WHAT IS ASKED: Show each line in the records below that contains the string "left", copying every such line in full.

RECORDS:

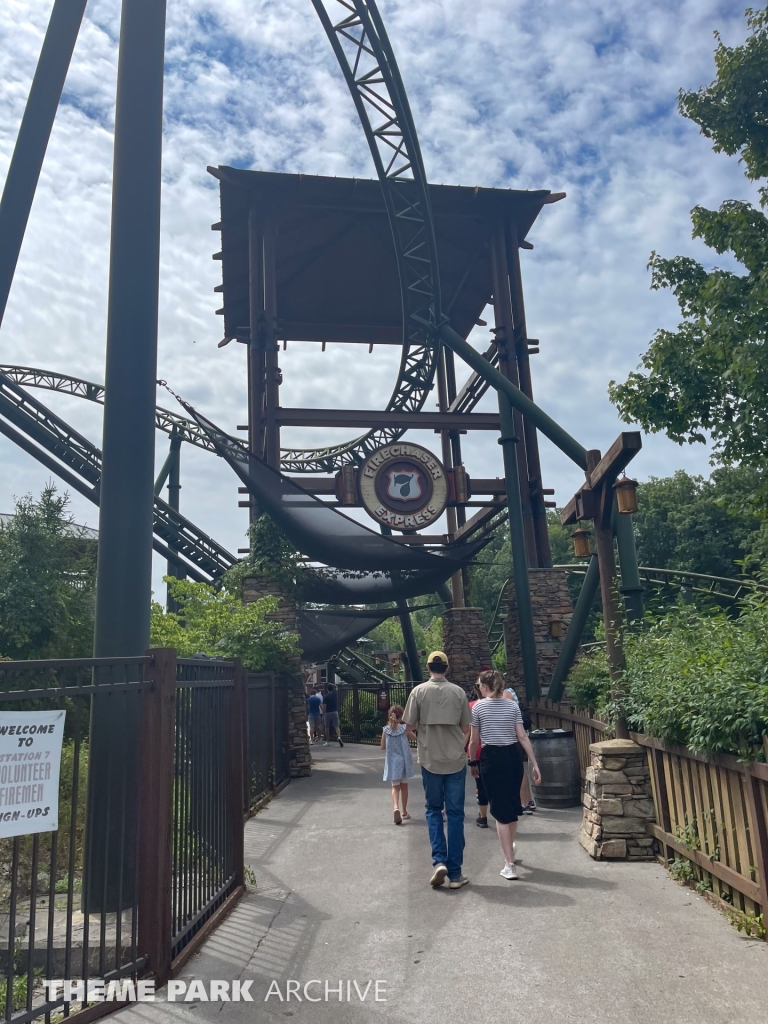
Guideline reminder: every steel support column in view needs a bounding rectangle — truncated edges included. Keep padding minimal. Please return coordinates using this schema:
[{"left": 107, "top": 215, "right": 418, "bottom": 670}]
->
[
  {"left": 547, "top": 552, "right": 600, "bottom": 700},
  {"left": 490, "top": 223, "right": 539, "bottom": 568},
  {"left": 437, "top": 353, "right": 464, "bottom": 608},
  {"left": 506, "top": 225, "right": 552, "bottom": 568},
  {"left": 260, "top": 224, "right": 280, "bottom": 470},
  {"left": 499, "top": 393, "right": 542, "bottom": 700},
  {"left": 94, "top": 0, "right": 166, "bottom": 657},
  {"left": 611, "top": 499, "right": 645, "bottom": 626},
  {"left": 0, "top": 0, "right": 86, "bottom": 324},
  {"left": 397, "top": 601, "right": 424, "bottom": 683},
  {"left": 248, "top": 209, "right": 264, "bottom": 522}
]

WRITTEN ANSWER:
[{"left": 107, "top": 215, "right": 418, "bottom": 670}]
  {"left": 547, "top": 552, "right": 600, "bottom": 700},
  {"left": 490, "top": 223, "right": 539, "bottom": 568},
  {"left": 437, "top": 353, "right": 464, "bottom": 608},
  {"left": 506, "top": 225, "right": 552, "bottom": 568},
  {"left": 260, "top": 224, "right": 280, "bottom": 470},
  {"left": 499, "top": 393, "right": 542, "bottom": 700},
  {"left": 94, "top": 0, "right": 166, "bottom": 657},
  {"left": 611, "top": 499, "right": 645, "bottom": 626},
  {"left": 0, "top": 0, "right": 86, "bottom": 324},
  {"left": 397, "top": 601, "right": 424, "bottom": 683},
  {"left": 248, "top": 209, "right": 264, "bottom": 522}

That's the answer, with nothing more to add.